→ **Extracted data**:
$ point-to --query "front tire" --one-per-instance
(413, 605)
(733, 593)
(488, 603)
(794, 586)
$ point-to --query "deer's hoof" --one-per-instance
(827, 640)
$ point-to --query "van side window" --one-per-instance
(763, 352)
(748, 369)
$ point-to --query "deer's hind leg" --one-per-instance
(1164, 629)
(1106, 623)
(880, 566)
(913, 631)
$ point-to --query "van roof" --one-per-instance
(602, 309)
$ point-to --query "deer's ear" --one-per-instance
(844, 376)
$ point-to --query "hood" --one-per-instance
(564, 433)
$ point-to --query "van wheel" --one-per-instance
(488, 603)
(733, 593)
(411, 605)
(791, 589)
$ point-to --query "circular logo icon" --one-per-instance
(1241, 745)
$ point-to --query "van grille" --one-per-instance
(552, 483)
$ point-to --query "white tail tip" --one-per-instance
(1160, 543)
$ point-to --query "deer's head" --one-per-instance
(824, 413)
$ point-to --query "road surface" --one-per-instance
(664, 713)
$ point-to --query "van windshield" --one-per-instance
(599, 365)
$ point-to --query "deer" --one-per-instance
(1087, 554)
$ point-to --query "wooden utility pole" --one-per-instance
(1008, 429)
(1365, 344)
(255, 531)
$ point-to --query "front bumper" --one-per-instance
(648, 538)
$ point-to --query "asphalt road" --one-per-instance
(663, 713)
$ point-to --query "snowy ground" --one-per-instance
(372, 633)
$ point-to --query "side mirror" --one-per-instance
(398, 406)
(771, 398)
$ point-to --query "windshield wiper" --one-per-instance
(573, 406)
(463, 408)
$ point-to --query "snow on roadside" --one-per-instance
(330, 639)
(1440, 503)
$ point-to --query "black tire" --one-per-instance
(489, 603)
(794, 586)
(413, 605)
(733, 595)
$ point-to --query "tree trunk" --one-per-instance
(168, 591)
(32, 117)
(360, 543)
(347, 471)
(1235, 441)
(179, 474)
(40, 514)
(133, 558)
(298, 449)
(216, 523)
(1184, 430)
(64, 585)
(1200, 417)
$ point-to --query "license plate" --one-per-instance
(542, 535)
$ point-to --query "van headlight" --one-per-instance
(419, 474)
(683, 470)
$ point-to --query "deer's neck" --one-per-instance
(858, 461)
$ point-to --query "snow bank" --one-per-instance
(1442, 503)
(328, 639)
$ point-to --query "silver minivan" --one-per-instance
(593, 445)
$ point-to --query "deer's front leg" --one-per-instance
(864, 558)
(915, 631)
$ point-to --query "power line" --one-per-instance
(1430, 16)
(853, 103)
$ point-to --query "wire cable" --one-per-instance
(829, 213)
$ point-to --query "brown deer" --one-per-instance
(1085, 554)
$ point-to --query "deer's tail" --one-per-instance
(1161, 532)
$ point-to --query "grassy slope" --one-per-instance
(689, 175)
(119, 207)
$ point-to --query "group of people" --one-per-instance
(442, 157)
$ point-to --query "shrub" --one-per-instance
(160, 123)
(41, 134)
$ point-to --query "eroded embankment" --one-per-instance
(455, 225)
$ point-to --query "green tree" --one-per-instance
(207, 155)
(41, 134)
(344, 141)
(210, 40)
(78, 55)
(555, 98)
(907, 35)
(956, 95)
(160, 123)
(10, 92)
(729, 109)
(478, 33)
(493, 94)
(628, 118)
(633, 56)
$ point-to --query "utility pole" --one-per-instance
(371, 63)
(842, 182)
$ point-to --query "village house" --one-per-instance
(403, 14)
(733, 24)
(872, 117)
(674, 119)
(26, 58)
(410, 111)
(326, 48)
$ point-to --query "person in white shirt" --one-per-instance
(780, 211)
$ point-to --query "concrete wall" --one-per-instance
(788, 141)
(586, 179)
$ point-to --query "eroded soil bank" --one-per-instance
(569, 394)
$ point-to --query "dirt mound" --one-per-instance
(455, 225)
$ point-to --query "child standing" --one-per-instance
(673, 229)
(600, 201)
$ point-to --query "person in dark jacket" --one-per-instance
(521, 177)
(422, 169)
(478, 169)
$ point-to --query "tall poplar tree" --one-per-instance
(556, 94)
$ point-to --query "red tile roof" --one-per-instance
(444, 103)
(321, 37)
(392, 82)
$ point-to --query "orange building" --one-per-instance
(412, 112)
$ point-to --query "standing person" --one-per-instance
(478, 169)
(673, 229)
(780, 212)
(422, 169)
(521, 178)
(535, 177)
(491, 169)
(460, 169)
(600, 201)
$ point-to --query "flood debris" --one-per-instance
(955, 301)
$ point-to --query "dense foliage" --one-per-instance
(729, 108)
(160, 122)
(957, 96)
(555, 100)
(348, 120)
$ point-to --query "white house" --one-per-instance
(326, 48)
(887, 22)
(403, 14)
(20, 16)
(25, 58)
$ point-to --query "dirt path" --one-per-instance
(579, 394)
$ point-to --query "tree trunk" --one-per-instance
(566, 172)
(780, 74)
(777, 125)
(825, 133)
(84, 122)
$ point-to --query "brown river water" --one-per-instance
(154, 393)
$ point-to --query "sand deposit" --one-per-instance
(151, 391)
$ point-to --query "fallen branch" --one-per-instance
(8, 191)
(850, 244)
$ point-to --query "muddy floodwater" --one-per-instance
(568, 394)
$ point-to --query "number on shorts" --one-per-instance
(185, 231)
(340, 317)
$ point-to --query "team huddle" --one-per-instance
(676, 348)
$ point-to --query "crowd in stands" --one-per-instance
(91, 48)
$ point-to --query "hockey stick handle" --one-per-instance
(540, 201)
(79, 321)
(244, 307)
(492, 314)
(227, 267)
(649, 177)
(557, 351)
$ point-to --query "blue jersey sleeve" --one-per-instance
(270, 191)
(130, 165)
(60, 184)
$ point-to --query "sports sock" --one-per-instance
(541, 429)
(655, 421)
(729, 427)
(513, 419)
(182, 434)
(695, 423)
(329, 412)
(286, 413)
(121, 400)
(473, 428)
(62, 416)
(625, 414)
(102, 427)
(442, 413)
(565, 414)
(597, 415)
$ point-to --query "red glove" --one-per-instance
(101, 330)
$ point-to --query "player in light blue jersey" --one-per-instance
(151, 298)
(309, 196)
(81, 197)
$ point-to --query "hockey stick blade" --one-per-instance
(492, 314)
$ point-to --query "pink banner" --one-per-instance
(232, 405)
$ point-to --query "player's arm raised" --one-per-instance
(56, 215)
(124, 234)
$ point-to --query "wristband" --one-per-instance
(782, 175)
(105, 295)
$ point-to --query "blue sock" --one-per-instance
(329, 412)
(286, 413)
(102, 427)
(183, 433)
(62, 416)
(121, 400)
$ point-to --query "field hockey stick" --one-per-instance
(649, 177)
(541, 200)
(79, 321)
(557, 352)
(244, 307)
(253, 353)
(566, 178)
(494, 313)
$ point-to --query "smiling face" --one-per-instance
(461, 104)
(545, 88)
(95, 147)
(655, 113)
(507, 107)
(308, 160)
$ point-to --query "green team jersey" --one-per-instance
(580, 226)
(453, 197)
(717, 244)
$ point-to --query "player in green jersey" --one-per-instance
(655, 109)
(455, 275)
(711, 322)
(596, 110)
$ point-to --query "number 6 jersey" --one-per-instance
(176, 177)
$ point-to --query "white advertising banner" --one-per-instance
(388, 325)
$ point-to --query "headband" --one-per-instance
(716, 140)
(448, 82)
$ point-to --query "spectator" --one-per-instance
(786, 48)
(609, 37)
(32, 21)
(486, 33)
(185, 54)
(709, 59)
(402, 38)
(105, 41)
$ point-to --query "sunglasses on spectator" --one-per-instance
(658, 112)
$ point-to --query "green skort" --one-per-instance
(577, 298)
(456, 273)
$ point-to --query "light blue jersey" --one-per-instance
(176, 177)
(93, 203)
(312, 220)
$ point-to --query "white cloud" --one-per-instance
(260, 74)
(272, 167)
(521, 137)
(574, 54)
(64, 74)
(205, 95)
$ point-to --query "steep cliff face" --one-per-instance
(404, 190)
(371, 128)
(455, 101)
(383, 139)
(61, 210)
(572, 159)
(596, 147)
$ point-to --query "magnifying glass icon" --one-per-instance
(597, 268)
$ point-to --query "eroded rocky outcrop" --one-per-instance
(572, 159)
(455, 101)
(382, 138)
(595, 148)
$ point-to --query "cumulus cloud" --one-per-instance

→ **Stated task**: Gather every line in the records above that contains the word "eroded" and copy each line in full.

→ **Complete output**:
$ point-to --query "eroded embankment" --one-per-instance
$ point-to --query "eroded soil bank" --one-per-instance
$ point-to --query "eroded rocky outcrop" --one-per-instance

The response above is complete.